### EXERCISE OBJECTIVE:
The answer must be every line of the data that holds the word "skyscraper".

(Referring expression data)
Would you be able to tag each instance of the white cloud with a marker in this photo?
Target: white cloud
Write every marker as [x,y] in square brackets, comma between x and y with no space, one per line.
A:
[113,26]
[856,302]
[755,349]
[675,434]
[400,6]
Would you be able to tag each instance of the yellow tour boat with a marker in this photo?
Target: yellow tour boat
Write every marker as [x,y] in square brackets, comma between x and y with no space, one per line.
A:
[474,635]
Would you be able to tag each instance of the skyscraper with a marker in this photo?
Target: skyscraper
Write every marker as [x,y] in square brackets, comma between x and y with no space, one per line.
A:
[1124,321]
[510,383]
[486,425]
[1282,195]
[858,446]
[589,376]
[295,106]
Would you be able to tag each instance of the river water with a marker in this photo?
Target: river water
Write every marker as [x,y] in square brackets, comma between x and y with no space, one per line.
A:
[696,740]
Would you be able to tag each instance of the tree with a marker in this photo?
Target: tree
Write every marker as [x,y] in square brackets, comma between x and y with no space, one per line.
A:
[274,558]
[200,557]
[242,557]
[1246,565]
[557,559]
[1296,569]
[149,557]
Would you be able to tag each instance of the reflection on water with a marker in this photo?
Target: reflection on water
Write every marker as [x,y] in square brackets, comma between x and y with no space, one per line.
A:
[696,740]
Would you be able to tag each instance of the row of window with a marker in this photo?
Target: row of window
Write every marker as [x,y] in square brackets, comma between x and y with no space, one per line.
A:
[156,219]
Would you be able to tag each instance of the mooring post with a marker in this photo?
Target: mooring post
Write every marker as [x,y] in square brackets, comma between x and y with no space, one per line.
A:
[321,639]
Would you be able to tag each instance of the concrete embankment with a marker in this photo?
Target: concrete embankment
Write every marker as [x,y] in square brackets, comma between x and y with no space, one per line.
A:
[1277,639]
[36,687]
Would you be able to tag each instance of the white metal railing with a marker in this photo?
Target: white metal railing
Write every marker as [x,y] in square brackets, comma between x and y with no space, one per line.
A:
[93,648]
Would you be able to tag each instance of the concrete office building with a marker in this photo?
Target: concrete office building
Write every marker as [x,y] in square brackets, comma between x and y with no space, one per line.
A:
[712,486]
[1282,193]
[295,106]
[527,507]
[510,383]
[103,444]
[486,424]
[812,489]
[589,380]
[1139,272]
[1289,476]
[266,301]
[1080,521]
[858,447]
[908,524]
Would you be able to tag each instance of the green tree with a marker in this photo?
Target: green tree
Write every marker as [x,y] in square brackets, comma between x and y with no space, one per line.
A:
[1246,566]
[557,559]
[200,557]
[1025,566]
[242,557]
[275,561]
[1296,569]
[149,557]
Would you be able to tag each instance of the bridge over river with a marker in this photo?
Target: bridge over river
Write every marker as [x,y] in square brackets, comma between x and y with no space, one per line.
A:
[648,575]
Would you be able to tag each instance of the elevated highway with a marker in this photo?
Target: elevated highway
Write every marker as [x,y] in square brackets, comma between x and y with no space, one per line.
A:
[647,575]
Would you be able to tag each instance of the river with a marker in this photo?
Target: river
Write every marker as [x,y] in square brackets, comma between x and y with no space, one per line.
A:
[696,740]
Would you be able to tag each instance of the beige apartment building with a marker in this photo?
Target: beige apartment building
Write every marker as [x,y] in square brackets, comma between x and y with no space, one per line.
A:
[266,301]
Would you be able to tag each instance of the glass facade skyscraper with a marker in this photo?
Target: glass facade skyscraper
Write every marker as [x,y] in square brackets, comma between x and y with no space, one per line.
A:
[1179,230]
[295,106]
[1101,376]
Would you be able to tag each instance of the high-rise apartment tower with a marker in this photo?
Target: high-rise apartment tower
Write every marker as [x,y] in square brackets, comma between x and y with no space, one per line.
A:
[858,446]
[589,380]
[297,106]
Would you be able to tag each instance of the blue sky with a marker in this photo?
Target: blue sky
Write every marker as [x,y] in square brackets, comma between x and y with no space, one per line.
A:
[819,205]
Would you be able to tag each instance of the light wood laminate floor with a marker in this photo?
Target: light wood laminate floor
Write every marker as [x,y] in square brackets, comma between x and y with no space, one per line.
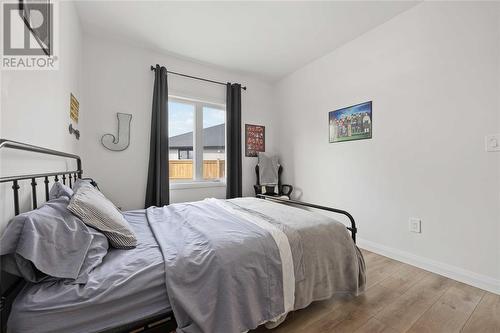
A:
[400,298]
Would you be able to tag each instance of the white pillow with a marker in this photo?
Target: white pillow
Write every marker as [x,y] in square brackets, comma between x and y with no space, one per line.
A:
[98,212]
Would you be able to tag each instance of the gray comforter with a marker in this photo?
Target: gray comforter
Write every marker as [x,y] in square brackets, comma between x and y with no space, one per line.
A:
[233,265]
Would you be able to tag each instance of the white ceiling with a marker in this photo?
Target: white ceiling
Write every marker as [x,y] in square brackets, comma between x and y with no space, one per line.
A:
[269,39]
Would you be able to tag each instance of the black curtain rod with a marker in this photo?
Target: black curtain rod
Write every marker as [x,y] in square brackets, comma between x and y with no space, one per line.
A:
[196,78]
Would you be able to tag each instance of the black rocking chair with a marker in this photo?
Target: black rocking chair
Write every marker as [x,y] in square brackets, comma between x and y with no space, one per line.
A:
[283,189]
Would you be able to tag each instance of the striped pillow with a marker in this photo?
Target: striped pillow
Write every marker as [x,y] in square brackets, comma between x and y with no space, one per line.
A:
[98,212]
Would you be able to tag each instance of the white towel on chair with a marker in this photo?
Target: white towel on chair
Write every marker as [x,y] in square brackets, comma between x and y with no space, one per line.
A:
[268,169]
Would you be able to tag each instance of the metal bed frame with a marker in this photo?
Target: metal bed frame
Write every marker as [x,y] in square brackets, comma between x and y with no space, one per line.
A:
[11,285]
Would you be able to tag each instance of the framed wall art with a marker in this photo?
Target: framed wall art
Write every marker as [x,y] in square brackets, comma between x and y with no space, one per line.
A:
[255,140]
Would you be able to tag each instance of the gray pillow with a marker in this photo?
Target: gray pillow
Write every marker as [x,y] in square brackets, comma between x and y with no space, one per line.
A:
[51,242]
[98,212]
[60,190]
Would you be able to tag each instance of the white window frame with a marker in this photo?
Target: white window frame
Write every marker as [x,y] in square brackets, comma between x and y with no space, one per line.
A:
[198,181]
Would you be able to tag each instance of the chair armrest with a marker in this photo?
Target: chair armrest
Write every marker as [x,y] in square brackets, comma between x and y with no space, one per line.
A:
[286,189]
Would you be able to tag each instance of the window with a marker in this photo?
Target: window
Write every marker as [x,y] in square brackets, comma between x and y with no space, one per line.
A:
[197,140]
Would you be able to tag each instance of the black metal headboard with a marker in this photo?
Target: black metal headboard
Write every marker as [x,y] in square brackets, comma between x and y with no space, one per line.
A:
[11,285]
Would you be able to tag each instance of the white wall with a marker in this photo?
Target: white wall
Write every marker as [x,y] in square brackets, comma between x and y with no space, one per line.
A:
[433,76]
[118,79]
[35,110]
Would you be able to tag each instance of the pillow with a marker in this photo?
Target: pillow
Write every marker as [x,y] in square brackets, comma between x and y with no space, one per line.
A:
[60,190]
[98,212]
[51,242]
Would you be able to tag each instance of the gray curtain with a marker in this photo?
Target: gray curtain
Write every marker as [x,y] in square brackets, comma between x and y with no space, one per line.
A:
[233,142]
[157,189]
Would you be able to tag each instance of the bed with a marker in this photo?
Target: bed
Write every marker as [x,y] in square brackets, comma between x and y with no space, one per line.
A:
[208,266]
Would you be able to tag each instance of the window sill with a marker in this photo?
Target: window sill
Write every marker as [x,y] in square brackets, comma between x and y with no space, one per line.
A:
[196,184]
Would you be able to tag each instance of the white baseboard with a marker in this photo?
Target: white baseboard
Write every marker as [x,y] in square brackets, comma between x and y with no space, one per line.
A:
[456,273]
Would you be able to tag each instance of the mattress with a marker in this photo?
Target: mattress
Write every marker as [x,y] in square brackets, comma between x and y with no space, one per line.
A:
[129,285]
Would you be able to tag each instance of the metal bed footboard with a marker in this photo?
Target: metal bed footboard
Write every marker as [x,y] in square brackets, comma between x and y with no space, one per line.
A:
[352,228]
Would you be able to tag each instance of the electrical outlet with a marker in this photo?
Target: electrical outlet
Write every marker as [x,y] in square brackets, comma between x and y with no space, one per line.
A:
[415,225]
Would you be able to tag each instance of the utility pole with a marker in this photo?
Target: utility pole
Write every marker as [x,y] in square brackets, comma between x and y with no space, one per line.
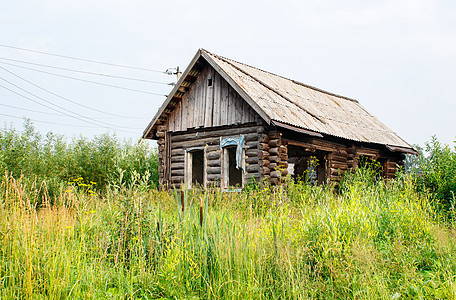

### TASK RESPONSE:
Would you be able to tag each instance of the skyscraper with a marker in this photo?
Target: skyscraper
Would you be able to tag each instance of the glass facade skyscraper with a marker in this photo?
Target: glass facade skyscraper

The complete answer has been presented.